▸ **ACTION ITEM**
Every entry must come back exactly as it was given.

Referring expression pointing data
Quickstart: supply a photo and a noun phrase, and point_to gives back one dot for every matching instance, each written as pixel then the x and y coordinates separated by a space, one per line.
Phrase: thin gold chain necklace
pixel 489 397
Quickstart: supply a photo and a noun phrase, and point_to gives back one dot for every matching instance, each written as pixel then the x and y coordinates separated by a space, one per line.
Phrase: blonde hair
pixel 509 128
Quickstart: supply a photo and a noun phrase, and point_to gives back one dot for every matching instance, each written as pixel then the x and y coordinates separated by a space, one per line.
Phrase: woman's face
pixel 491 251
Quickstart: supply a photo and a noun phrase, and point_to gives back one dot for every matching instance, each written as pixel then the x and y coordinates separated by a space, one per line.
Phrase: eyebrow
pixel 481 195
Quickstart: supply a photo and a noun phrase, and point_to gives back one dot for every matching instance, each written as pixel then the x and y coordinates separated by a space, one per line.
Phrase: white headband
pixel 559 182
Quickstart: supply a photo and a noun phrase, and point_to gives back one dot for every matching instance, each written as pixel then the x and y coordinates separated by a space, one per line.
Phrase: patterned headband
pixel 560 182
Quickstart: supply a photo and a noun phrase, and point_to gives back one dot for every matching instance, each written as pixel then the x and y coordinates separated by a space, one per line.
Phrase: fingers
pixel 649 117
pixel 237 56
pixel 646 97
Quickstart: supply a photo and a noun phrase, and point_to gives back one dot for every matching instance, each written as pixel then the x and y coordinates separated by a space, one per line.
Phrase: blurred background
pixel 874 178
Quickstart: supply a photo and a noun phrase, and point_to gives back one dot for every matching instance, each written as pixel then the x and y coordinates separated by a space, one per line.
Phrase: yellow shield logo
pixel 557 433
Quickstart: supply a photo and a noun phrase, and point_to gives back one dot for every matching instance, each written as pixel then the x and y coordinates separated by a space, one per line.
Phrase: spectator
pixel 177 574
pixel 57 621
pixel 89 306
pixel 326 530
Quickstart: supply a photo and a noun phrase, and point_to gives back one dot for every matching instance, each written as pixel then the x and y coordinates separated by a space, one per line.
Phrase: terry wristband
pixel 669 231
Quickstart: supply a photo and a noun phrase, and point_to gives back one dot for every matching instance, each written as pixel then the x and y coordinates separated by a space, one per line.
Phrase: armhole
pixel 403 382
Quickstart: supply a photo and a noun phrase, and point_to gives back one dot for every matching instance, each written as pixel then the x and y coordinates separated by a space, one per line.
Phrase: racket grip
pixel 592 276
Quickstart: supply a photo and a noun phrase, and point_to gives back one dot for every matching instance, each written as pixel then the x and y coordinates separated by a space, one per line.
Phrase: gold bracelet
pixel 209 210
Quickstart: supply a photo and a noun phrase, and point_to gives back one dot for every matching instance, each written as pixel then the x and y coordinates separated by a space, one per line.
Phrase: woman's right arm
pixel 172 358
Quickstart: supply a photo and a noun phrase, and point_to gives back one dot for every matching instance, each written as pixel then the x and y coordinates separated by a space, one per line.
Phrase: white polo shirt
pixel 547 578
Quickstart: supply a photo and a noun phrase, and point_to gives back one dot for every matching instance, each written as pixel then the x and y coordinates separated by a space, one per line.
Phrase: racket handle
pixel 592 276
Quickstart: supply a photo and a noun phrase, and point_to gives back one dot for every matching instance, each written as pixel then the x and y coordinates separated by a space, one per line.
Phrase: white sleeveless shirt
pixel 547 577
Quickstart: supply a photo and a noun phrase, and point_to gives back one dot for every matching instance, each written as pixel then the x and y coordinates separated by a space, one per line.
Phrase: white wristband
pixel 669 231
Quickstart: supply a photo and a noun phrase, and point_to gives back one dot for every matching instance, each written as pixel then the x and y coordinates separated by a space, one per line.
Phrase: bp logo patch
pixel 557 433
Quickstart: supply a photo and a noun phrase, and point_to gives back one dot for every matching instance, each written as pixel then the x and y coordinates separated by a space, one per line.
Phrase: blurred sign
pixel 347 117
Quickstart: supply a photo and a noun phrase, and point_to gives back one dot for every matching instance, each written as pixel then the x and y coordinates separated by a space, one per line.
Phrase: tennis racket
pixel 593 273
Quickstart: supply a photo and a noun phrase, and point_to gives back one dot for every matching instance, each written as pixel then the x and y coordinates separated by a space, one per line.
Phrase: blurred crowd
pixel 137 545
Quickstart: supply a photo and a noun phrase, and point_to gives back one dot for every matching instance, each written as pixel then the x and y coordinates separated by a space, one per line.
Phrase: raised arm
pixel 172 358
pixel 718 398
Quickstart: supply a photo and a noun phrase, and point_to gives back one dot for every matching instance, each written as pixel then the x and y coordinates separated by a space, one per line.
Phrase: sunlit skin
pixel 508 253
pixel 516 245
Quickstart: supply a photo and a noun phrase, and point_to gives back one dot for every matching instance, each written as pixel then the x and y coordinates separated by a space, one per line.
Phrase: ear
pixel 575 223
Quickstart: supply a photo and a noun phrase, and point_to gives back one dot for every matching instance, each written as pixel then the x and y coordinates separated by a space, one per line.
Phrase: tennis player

▸ **EXERCISE SOLUTION**
Quickstart: supply a photo and a noun phrase, and point_to gives back one dot for every matching instance, each written as pixel then the x and y coordinates separated by a space, one per line.
Phrase: thin gold chain necklace
pixel 489 397
Quickstart: supply a photo and a noun phrase, and point_to gives back one dot for every matching instance, each written as pixel then the x and y coordinates separated by a space, one per line.
Phrase: blonde hair
pixel 509 128
Quickstart: supply a photo and a noun phrase, and point_to gives back one dot for every matching instance, each written as pixel then the x and y coordinates separated by a space, one per line.
Phrase: woman's face
pixel 491 251
Quickstart: supply a photo and a noun phrase, and point_to gives back one dot for every matching instance, each written as pixel then the x and y coordinates separated by a space, one per line.
Phrase: eyebrow
pixel 481 195
Quickstart: supply a photo and a noun phrase, and point_to gives back one dot for every matching instance, each written as pixel then the x and y coordinates separated by a space, one per line.
Phrase: white headband
pixel 559 182
Quickstart: supply a photo and a noun phrase, and point_to gives back one dot for every matching instance, each written as pixel then the x and y coordinates separated by a space, one per line.
Phrase: patterned headband
pixel 560 182
Quickstart: supply a photo and a noun phrase, and point_to gives back one dot for every matching instance, each written as pixel then the x and y coordinates separated by a space, one per line.
Phrase: fingers
pixel 649 117
pixel 237 56
pixel 646 97
Quickstart: supply a photo and a noun phrase, and point_to gives back one dot for every matching instance, each written as pixel then the x and y coordinates separated by a space, one per line.
Phrase: blurred background
pixel 874 178
Quickstart: supply a photo and a noun phrase, and point_to gives back one dot for every matching instance, each written as pixel then the x and y coordinates separated by a space, one per line.
Phrase: yellow shield logo
pixel 557 433
Quickstart: supply a photo and a noun phrase, and point_to gives back one dot for every matching instance, each written as pixel then the x and y coordinates separated by a space, one per line.
Phrase: spectator
pixel 177 574
pixel 57 621
pixel 89 306
pixel 326 530
Quickstart: supply a photo and a noun phrase, and point_to gives back one dot for every matching instance, each written as pixel then the x and y coordinates separated by a space, one per line.
Phrase: terry wristband
pixel 669 231
Quickstart: supply a photo and a noun phrase, and point_to gives back one dot for every matching instance, each written as pixel then the x and y coordinates separated by a space, one per line.
Phrase: armhole
pixel 403 382
Quickstart: supply a photo and a noun phrase, and point_to gives back one dot for every matching instance, each written as pixel then the x and y coordinates separated by a space, one per line.
Phrase: racket grip
pixel 592 276
Quickstart: supply a photo and a noun phrase, and point_to gives back one dot for every matching instance, each written as pixel then the x and y coordinates separated by a space, one per line.
Phrase: gold bracelet
pixel 209 210
Quickstart: supply a photo and a noun phrase, and point_to gives back one dot for every matching instance, each written as pixel then the x and y coordinates separated by a space, one per line.
Phrase: woman's right arm
pixel 172 358
Quickstart: supply a photo and a noun phrase, and point_to gives back one dot for every matching instance, each written as pixel then the x and y coordinates separated by a space, one per line.
Phrase: white polo shirt
pixel 547 578
Quickstart: supply a photo and a noun phrase, and point_to gives back one dot for every matching instance, each written as pixel then the x and y coordinates separated by a space, one per line.
Phrase: racket handle
pixel 592 276
Quickstart: supply a photo and a noun phrase, and point_to gives back one dot for every matching instance, each written as pixel then the x and y coordinates separated by a space, one per line.
Phrase: white sleeveless shirt
pixel 547 577
Quickstart: supply a photo and a noun phrase, and point_to gives back one dot for every matching instance, each written as pixel then the x and y coordinates separated by a space, one per line.
Phrase: white wristband
pixel 669 231
Quickstart: supply a photo and a noun phrase, and point_to gives back one dot for every matching instance, each written as pixel then the x and y coordinates separated by a space, one per line.
Phrase: bp logo patch
pixel 557 433
Quickstart: supply a photo and a noun phrase, and point_to gives back one dot for every matching instance, each written as pixel then the x and y coordinates separated by a space, one per line.
Phrase: blurred sign
pixel 347 117
Quickstart: supply a photo and a noun phrase, and point_to gives back one dot for every matching instance, each written as pixel then the x and y coordinates separated by a space, one per line.
Phrase: tennis racket
pixel 593 273
Quickstart: supply a photo and a noun phrase, and point_to gives back one dot for every matching instance, each written as pixel then the x and y coordinates separated by a space, one per line.
Phrase: blurred crowd
pixel 137 545
Quickstart: supply a photo and a noun phrase, and point_to gives back one dot for every matching instance, each written as pixel then the x and y coordinates separated by a space, one per line.
Phrase: raised arm
pixel 172 358
pixel 718 398
Quickstart: supply a photo and a noun phrase, and point_to gives back one dot for every matching instance, each written as pixel then the x and y coordinates separated by a space, one per line.
Phrase: sunlit skin
pixel 508 253
pixel 516 245
Quickstart: supply a photo and a noun phrase, and point_to gives back one dot for every matching instance, each written as pixel then the x and y coordinates separated by a space, one per line.
Phrase: ear
pixel 575 223
Quickstart: supply a photo and a noun phrase, and point_to gives back one dot for every matching instance, each written as pixel then the x and y coordinates separated by a space, one per line.
Phrase: tennis player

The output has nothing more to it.